▸ **Record set**:
-- -- --

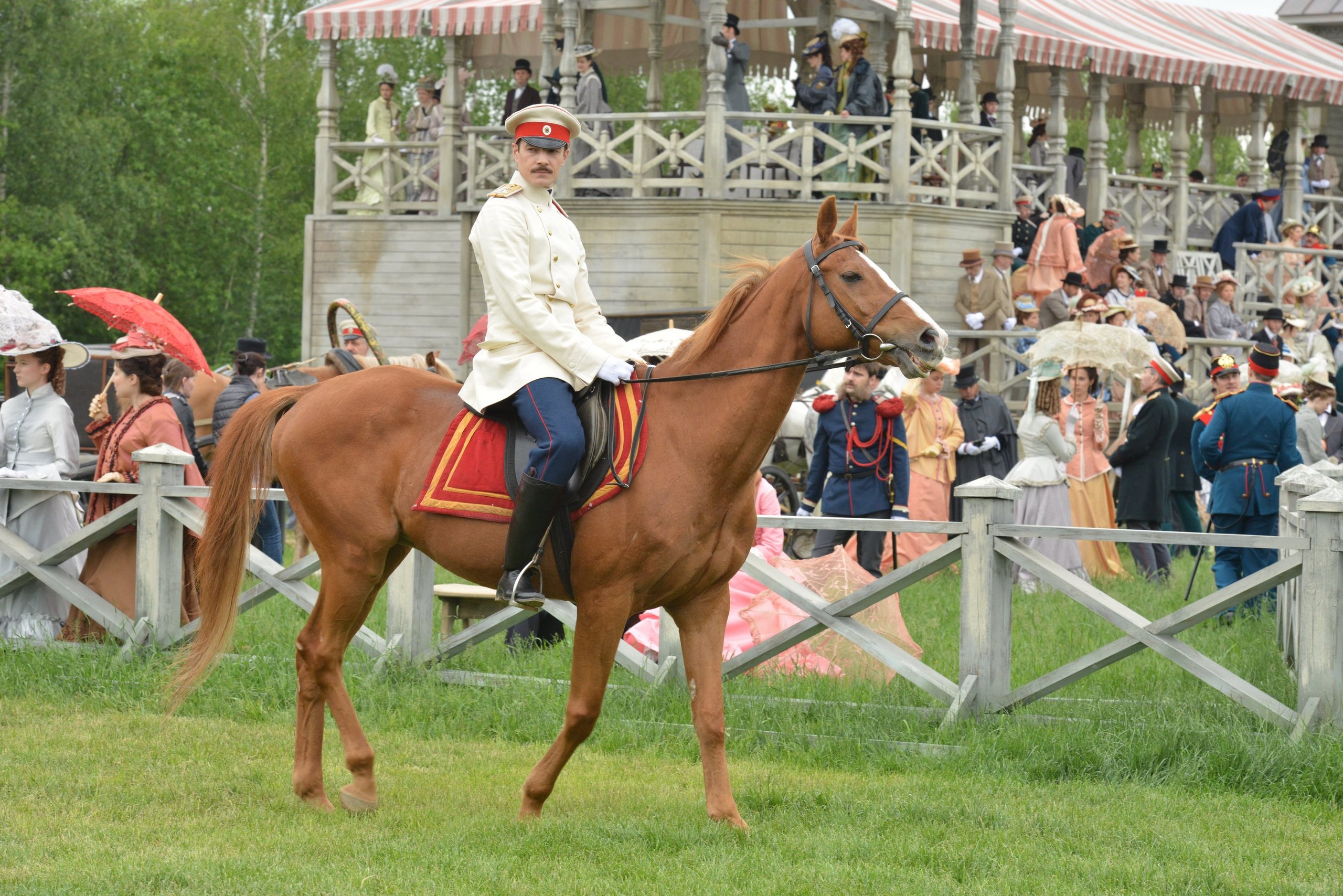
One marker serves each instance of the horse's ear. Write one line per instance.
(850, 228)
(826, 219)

-- -- --

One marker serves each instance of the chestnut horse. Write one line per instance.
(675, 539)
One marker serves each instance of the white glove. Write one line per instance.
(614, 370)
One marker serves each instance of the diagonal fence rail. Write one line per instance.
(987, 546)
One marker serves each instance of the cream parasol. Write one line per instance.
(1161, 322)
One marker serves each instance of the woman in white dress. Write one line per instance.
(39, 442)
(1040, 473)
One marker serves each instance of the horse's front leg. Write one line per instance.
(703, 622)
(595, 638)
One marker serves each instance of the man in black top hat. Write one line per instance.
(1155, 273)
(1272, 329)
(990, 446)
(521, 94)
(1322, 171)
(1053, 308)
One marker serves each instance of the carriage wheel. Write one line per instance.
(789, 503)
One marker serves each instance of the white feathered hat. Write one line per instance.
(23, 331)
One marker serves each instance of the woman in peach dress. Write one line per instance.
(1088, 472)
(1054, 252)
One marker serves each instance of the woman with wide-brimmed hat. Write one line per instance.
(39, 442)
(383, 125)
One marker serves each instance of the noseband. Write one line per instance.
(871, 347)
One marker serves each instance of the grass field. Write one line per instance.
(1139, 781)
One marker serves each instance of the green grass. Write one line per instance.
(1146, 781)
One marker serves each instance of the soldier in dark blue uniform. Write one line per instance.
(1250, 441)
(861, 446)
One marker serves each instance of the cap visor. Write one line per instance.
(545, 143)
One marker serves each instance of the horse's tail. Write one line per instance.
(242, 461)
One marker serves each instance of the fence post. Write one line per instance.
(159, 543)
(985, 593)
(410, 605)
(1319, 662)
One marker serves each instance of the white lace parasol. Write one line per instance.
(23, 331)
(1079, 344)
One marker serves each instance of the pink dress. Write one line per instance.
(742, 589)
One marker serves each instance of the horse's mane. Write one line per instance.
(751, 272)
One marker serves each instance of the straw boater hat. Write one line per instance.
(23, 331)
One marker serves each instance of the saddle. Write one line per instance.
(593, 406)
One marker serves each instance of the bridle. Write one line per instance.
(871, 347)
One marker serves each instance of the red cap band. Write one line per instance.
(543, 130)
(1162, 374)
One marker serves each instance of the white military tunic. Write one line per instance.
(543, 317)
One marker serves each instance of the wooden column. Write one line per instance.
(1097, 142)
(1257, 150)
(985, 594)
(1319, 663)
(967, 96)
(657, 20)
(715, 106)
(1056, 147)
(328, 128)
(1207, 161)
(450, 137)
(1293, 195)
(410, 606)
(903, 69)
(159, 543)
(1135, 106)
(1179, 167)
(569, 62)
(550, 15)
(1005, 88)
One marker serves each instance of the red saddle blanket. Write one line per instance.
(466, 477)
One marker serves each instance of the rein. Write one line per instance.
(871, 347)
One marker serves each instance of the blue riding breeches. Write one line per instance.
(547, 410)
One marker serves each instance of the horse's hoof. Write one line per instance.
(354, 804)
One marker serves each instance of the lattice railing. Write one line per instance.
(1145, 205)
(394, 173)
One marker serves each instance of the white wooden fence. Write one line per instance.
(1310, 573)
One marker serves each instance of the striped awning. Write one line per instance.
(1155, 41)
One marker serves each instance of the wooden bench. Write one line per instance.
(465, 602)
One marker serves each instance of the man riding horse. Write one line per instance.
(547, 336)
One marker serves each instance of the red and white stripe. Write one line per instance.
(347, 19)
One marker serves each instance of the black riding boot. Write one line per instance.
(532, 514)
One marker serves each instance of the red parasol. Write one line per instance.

-- -- --

▸ **What you have to do**: Reproduce, word for word, the lines of the items from the line containing "One marker serves each instance of the black" through the line containing "One marker serves each instance of the red parasol.", with both of those lines included.

▸ **Written answer**:
One marker serves each instance of the black riding boot. Write one line per instance.
(532, 514)
One marker serves each instance of the red parasol. Write one line per instance.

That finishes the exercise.